Problem details → Using the records below, filter out every line that lacks "green" and copy the rest.

Task material →
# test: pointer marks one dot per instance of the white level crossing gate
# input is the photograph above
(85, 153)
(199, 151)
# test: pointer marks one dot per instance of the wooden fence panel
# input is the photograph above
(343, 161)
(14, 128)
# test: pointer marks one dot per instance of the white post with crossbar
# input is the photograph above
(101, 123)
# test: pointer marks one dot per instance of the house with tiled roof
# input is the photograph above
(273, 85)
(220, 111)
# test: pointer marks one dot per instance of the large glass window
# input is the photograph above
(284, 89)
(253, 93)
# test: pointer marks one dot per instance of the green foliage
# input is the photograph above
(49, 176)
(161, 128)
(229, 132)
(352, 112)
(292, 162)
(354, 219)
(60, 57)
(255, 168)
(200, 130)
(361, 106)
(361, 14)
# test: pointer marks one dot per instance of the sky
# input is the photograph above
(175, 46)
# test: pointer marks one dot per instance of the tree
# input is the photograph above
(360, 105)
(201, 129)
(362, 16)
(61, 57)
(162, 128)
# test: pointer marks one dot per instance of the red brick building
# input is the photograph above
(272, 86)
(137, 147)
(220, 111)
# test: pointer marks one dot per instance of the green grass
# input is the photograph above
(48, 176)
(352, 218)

--

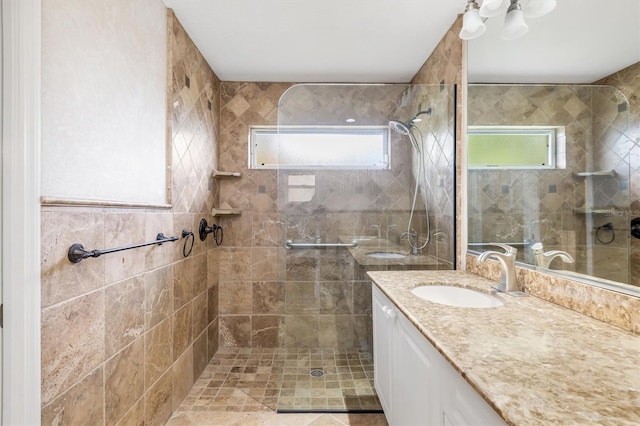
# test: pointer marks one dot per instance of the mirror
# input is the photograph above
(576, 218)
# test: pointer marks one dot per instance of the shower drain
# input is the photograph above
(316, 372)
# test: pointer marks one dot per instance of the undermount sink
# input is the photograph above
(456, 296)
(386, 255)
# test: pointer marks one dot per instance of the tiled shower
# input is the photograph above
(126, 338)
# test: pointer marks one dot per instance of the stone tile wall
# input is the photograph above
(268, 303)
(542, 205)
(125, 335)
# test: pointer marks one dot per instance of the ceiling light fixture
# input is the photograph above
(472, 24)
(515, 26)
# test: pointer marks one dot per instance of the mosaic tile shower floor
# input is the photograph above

...

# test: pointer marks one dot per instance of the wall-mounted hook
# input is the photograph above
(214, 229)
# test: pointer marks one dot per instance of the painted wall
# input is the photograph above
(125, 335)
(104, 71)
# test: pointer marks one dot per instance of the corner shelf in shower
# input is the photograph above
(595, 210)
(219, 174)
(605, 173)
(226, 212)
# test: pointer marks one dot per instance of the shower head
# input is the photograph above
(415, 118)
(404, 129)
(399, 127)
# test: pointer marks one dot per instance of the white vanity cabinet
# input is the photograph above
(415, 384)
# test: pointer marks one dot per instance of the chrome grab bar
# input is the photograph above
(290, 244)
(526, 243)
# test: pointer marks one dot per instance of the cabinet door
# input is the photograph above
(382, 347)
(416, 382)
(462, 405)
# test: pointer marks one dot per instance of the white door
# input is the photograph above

Response →
# test: pointer marks one dot per instance of the green foliage
# test: pointer marks one dot per instance of the green grass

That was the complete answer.